-- Record set start --
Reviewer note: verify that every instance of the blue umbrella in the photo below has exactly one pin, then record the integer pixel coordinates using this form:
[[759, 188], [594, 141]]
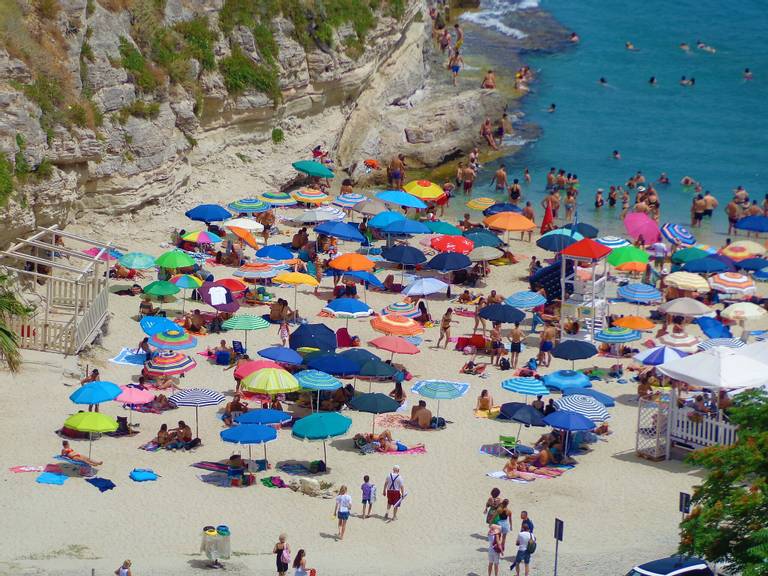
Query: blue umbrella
[[384, 219], [282, 355], [208, 213], [753, 224], [448, 262], [405, 255], [95, 392], [502, 313], [340, 230], [400, 197], [640, 293], [274, 252], [265, 416], [406, 227]]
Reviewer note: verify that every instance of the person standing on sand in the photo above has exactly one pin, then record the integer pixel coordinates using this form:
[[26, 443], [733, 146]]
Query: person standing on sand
[[394, 488]]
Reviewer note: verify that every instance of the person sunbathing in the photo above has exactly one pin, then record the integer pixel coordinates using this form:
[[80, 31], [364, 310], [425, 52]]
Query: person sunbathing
[[68, 452]]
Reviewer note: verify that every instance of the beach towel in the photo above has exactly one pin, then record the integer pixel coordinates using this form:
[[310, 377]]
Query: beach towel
[[129, 357], [101, 483], [51, 478]]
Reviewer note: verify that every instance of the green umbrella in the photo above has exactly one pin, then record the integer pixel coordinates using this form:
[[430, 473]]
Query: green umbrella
[[626, 254], [312, 168], [174, 259], [137, 261], [245, 322]]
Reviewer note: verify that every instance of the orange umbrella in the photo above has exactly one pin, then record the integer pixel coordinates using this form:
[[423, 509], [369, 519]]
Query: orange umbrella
[[352, 262], [634, 323], [509, 221], [396, 325]]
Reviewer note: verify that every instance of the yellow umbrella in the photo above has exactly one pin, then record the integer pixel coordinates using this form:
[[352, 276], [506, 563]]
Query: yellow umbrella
[[270, 381], [424, 189]]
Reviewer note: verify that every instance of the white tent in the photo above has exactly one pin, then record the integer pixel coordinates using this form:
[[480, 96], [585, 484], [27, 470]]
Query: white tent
[[720, 367]]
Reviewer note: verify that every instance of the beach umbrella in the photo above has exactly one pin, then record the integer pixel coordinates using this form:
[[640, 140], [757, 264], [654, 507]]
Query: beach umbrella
[[174, 259], [198, 398], [407, 309], [659, 355], [270, 381], [681, 341], [639, 293], [743, 311], [708, 265], [321, 426], [481, 237], [638, 224], [249, 206], [563, 379], [250, 434], [525, 385], [687, 281], [500, 207], [95, 392], [169, 363], [394, 324], [678, 233], [604, 399], [425, 287], [584, 405], [173, 339], [313, 168], [480, 203], [613, 242], [352, 262], [757, 224], [136, 261], [617, 335], [340, 230], [424, 189], [246, 323], [92, 423], [732, 283], [626, 254], [440, 390], [401, 198], [264, 416], [449, 262], [724, 342], [634, 323], [458, 244]]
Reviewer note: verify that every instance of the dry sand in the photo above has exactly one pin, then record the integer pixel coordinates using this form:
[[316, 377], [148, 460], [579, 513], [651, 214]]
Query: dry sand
[[618, 509]]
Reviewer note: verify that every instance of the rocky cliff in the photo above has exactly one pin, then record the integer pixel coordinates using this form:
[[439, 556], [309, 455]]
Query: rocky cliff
[[107, 105]]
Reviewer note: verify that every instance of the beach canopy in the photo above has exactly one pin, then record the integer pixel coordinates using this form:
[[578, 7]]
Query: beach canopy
[[208, 213], [313, 168]]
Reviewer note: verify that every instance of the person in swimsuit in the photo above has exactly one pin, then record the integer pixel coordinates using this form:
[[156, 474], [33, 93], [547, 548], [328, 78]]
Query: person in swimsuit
[[68, 452]]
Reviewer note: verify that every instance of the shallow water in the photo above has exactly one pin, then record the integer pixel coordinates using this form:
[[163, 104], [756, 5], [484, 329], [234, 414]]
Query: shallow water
[[714, 132]]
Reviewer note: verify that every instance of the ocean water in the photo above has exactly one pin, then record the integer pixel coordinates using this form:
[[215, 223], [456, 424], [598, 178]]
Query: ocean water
[[715, 131]]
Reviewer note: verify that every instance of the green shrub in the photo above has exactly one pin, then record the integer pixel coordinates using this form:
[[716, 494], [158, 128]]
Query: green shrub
[[241, 73]]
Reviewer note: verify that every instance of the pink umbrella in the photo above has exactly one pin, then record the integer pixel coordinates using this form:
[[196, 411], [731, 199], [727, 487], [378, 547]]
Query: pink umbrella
[[639, 224]]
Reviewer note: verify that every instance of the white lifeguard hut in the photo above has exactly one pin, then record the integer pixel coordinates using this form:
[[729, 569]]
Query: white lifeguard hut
[[583, 288]]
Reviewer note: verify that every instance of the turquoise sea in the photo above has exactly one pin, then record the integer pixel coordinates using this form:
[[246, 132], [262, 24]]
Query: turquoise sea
[[715, 131]]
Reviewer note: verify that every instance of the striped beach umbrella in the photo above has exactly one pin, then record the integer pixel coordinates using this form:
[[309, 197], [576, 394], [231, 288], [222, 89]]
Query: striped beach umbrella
[[249, 206], [677, 232], [525, 385], [617, 335], [174, 339], [732, 283], [169, 363], [584, 405]]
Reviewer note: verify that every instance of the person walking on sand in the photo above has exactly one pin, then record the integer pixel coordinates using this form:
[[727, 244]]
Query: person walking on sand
[[282, 552], [342, 509], [394, 488]]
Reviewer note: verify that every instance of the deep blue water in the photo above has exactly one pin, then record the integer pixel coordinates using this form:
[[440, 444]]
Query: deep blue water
[[715, 132]]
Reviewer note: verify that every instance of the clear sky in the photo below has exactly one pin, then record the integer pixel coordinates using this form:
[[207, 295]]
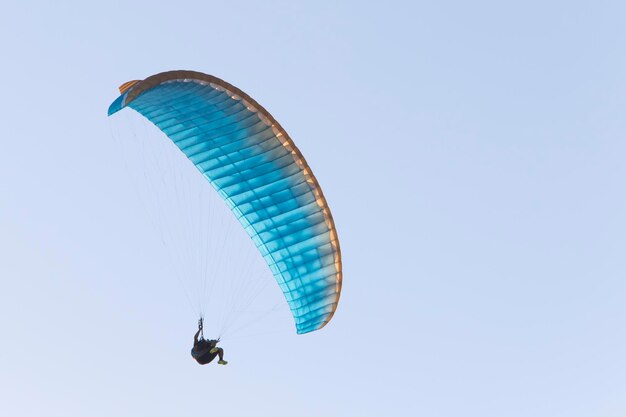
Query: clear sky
[[472, 154]]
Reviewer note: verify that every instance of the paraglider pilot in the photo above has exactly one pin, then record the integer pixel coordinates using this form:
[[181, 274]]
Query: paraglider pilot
[[204, 351]]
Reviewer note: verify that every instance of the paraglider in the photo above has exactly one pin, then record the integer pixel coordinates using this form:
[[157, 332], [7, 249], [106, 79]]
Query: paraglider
[[204, 351], [256, 168]]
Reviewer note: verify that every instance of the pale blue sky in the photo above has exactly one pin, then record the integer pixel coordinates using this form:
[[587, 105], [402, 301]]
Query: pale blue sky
-- Record set end --
Please reproduce the items word for word, from the very start down to and including the line that contains "416], [406, 227]]". Omit the pictures.

Task output:
Reviewer note: verify that every instance of the blue umbrella in the photo below has exactly one pin, then record the integer pixel coordinates using this form:
[[759, 188], [594, 141]]
Query: blue umbrella
[[384, 219], [282, 355], [208, 213], [753, 224], [448, 262], [405, 255], [95, 392], [502, 313], [340, 230], [400, 197], [640, 293], [274, 252], [265, 416], [406, 227]]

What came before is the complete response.